(Named-object pointing records)
□ □ □ □ □
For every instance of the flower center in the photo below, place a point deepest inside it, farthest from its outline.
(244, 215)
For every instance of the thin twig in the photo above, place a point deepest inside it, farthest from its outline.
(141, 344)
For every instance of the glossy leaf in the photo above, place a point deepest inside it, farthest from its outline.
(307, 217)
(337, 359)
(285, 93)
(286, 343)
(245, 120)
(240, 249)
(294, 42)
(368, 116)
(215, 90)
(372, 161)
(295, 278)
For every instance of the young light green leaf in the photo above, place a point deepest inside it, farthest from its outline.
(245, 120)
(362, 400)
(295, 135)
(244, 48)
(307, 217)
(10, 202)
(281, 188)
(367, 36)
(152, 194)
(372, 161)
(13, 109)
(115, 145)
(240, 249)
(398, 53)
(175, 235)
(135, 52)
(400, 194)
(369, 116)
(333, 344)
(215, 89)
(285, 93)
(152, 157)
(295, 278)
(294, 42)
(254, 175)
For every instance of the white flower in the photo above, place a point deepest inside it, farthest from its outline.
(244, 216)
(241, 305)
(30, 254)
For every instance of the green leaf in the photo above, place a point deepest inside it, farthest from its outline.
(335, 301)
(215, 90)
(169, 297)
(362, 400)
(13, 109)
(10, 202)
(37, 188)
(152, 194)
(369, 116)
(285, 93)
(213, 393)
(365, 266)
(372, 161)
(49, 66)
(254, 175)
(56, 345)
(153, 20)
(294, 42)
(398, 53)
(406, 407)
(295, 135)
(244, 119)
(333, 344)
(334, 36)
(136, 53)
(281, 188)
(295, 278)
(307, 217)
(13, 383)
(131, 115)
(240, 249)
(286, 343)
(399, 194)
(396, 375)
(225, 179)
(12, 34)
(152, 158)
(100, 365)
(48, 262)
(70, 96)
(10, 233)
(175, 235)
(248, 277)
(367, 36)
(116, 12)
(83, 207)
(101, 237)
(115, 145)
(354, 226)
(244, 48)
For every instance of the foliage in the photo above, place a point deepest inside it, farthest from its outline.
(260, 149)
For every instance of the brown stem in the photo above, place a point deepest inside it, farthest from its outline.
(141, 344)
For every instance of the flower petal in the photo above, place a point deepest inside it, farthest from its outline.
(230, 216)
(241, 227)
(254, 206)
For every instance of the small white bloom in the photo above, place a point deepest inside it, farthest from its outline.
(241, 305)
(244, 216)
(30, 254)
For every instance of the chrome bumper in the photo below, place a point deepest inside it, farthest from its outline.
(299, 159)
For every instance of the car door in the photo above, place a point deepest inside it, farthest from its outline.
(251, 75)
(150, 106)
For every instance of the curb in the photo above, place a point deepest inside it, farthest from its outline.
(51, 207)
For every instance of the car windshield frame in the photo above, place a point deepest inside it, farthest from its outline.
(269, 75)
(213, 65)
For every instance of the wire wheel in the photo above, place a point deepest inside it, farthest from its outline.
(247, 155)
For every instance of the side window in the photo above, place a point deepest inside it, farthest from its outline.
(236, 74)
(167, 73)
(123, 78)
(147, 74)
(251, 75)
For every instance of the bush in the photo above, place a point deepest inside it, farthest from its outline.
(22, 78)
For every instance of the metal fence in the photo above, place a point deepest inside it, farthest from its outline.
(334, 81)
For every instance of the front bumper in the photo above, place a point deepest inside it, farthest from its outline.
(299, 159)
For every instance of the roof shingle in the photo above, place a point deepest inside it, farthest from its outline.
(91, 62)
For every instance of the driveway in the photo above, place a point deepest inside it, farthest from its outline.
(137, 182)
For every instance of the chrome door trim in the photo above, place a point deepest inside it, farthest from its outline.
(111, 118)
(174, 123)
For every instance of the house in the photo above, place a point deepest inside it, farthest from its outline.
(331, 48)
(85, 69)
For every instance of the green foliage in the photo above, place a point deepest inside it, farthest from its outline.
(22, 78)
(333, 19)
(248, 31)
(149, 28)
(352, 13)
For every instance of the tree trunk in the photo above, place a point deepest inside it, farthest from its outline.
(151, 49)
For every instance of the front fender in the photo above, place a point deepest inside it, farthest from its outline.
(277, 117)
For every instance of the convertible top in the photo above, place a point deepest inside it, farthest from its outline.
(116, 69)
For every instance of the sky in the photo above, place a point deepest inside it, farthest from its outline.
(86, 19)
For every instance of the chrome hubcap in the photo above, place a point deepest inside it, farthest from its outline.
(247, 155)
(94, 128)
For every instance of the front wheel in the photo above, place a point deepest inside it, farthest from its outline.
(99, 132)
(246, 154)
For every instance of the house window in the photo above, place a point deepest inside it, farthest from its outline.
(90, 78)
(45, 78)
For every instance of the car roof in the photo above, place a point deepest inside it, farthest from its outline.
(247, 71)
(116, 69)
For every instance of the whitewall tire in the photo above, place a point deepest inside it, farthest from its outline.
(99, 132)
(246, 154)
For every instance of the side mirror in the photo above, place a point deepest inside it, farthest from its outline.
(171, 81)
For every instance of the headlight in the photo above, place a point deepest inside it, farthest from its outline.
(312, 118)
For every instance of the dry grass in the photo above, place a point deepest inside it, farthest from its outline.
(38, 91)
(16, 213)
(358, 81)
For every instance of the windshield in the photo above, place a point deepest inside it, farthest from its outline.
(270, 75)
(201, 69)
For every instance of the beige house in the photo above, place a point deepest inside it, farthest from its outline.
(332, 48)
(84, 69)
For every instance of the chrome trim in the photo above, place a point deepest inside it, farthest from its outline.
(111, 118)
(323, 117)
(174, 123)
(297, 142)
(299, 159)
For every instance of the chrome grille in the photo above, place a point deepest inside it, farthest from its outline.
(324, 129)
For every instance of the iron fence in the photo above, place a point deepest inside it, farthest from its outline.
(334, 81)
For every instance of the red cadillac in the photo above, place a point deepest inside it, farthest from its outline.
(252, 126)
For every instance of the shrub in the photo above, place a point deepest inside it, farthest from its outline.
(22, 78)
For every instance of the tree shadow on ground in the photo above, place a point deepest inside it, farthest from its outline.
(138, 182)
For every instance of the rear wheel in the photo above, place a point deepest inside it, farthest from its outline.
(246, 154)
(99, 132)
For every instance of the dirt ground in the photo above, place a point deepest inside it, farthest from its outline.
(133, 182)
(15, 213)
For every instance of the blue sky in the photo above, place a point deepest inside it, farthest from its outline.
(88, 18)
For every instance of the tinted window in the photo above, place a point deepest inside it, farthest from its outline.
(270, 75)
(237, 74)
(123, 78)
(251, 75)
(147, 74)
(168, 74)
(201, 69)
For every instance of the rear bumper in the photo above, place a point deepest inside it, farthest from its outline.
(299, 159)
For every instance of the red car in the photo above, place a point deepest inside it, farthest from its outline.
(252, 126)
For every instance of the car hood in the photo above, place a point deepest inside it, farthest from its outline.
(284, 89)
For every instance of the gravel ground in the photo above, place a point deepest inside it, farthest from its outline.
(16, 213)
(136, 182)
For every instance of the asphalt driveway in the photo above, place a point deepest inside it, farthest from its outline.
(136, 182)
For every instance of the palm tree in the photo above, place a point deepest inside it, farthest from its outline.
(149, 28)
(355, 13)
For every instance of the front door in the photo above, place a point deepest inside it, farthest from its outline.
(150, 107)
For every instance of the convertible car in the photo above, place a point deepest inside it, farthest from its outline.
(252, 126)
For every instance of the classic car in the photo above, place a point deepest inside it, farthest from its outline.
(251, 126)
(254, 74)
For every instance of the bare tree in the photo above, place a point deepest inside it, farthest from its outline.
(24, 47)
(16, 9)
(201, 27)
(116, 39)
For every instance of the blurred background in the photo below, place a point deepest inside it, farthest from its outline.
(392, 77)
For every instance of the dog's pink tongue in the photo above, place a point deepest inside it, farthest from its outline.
□ □ □ □ □
▶ [Request]: Copy out every entry above word for word, keeping the lines in their original order.

▶ [The completed task]:
For every instance of the flower center in the photo below, place a point deepest inside it, farthest from its outline.
(244, 215)
For every instance of the thin twig in the photo above, place a point deepest inside it, farthest from its outline.
(141, 344)
For every instance of the glossy leaf in the photo above, place a point deepest inside it, farthest from its outline.
(307, 217)
(337, 359)
(285, 93)
(286, 343)
(245, 120)
(240, 249)
(294, 42)
(368, 116)
(215, 90)
(372, 161)
(295, 278)
For every instance of the young light green leaf in the photo above, place a point deepest inside it, farthest from its outline.
(245, 120)
(362, 400)
(295, 135)
(244, 48)
(307, 217)
(10, 202)
(281, 188)
(367, 36)
(152, 194)
(372, 161)
(13, 109)
(115, 145)
(240, 249)
(398, 53)
(175, 235)
(135, 52)
(400, 194)
(369, 116)
(333, 344)
(215, 89)
(285, 93)
(152, 157)
(295, 278)
(294, 42)
(254, 175)
For every instance of the white flower in the photo above, place a point deepest inside it, farthest from its outline.
(244, 216)
(241, 305)
(30, 254)
For every instance of the green leaf in the photo above, place a point deepest inside it, farthest from its outline.
(335, 301)
(215, 90)
(169, 297)
(362, 400)
(13, 109)
(10, 202)
(37, 188)
(152, 194)
(369, 116)
(285, 93)
(213, 393)
(365, 266)
(372, 161)
(49, 66)
(254, 175)
(56, 345)
(153, 20)
(294, 42)
(398, 53)
(406, 407)
(295, 135)
(244, 119)
(333, 344)
(334, 36)
(136, 53)
(281, 188)
(295, 278)
(307, 217)
(13, 383)
(131, 115)
(240, 249)
(286, 343)
(399, 194)
(396, 375)
(225, 179)
(12, 34)
(152, 158)
(100, 365)
(48, 262)
(70, 96)
(10, 233)
(175, 235)
(248, 277)
(367, 36)
(116, 12)
(83, 207)
(101, 237)
(115, 145)
(354, 226)
(244, 48)
For every instance of the foliage in the photo above, place a point deepest inside it, farthest from its outline.
(260, 149)
For every instance of the brown stem in the photo above, place a point deepest inside it, farthest from its outline.
(141, 344)
For every instance of the flower petal in the photo above, place a point deepest inside it, farthest from its outline.
(230, 216)
(241, 227)
(254, 206)
For every instance of the small white bloom in the photo above, place a point deepest inside it, farthest from its outline.
(241, 305)
(244, 216)
(30, 254)
For every instance of the chrome bumper in the photo below, place a point deepest inside it, farthest from its outline.
(299, 159)
For every instance of the car door in the photo above, place a point deepest inside it, farthest from its outline.
(251, 75)
(150, 106)
For every instance of the curb in the photo above, place a point deepest inside it, farthest from its outline.
(51, 207)
For every instance of the car windshield frame in the photo above, place a point deepest inside it, farthest from its outline.
(269, 75)
(213, 65)
For every instance of the wire wheel in the photo above, place a point deepest inside it, farthest from its outline.
(247, 155)
For every instance of the side window in the photo above, place a point deepest inside it, farthest from its outline.
(236, 74)
(167, 73)
(123, 78)
(147, 74)
(251, 75)
For every instance of the bush in the photo above, place a point deepest inside it, farthest from its outline.
(22, 78)
For every instance of the metal fence in the photo above, place a point deepest inside it, farthest from its outline.
(334, 81)
For every instance of the front bumper in the photo above, place a point deepest inside it, farthest from its outline.
(299, 159)
For every instance of the roof shingle in the photo above, place a point deepest inside it, farthest from its outline.
(91, 62)
For every instance of the driveway in the photo above, place a point deepest inside it, farthest from its outline.
(137, 182)
For every instance of the chrome door trim in the photo above, place a point deepest inside it, farthest from its outline.
(111, 118)
(174, 123)
For every instance of the house in the photo above, place a point deepest inside it, farthest from its outline.
(331, 48)
(85, 69)
For every instance of the green foliage in the photo above, place a point deepest inside it, farthest from its outline.
(22, 78)
(333, 19)
(248, 31)
(149, 28)
(352, 13)
For every instance of the tree trunk in the photo above, place a point deepest inside it, farthest from its outline.
(151, 49)
For every instance of the front fender in the photo above, place a point deepest inside it, farthest from its outline.
(277, 117)
For every instance of the convertible top in the photo above, place a point deepest inside it, farthest from its outline.
(116, 69)
For every instance of the sky in the photo above, place a point deepest inside it, farthest from its outline.
(86, 19)
For every instance of the chrome hubcap in the photo above, place a point deepest inside it, farthest from its outline.
(247, 155)
(94, 128)
For every instance of the front wheel in the photo above, place a point deepest inside it, farthest from its outline.
(99, 132)
(246, 154)
For every instance of the house window in the photo above, place a point deepest inside it, farthest from its outline.
(90, 78)
(45, 78)
For every instance of the car roof in the photo above, place a point deepest inside it, farthest from its outline.
(247, 71)
(116, 69)
For every instance of the whitewall tire in the photo above, place a point deepest inside it, farthest from its outline.
(99, 132)
(246, 154)
For every instance of the side mirror in the photo above, place a point deepest inside it, farthest from its outline.
(171, 81)
For every instance of the headlight in the photo above, place a point deepest inside it, farthest from its outline.
(312, 118)
For every instance of the dry grass in the photo above, place a point deepest inside it, farthest from its outline.
(38, 91)
(16, 213)
(358, 81)
For every instance of the windshield in the photo above, place a point deepest inside it, farthest from its outline.
(270, 75)
(201, 69)
For every instance of the beige house in the photo above, place a point deepest inside it, farthest from its outline.
(332, 48)
(84, 69)
For every instance of the chrome trim in the photo above, place a point deepest inside it, farthest from its outline.
(111, 118)
(323, 117)
(174, 123)
(297, 142)
(299, 159)
For every instance of the chrome grille in the photo above, place a point deepest inside it, farthest from its outline.
(324, 129)
For every instance of the iron fence in the photo above, place a point deepest inside it, farthest from its outline.
(334, 81)
For every instance of the red cadillac in the photo above, place a point deepest inside it, farthest from its outline.
(252, 126)
For every instance of the shrub in the photo above, place a point deepest inside it, farthest from its outline.
(22, 78)
For every instance of the tree shadow on ground in the photo above, place a point deepest inside it, farthest from its outline.
(138, 182)
For every instance of the rear wheel in the photo above, place a point deepest inside it, farthest from its outline.
(246, 154)
(99, 132)
For every instance of the dirt ground in the photo above, place a point deepest inside it, farthest from its outline.
(133, 182)
(15, 213)
For every instance of the blue sky in the photo above, place a point deepest inside it, farthest from its outline.
(88, 18)
For every instance of the tinted window in the photo above, place a point deepest inside it, farthest from its outline.
(270, 75)
(237, 74)
(123, 78)
(251, 75)
(147, 74)
(168, 74)
(201, 69)
For every instance of the rear bumper in the photo above, place a point deepest inside it, farthest from its outline.
(299, 159)
For every instance of the red car in the photo above, place a point deepest inside it, farthest from its outline.
(252, 126)
For every instance of the car hood in the photo above, place a point deepest inside it, farthest from its outline.
(284, 89)
For every instance of the gravel ground in the photo above, place a point deepest inside it, farthest from its outline.
(16, 213)
(136, 182)
For every instance of the asphalt driveway in the photo above, place a point deepest inside it, farthest from its outline.
(136, 182)
For every instance of the palm tree in the photo above, place a point deepest inside it, farthest from its outline.
(149, 28)
(355, 13)
For every instance of the front door in the photo above, place a point deepest inside it, farthest from its outline.
(150, 107)
For every instance of the convertible car in the photo above, place a point deepest inside it, farthest from its outline.
(252, 126)
For every instance of the classic car in the photo above, place a point deepest inside it, farthest from its outline.
(251, 126)
(254, 74)
For every instance of the bare tree in the photo above, place a point deepest inside it, farthest from its outline.
(24, 47)
(16, 9)
(201, 27)
(116, 39)
For every instance of the blurred background in the photo below, place a point deepest inside it, farthest from its outline.
(392, 77)
For every instance of the dog's pink tongue in the photo above, place a point deepest inside it, farthest from its outline.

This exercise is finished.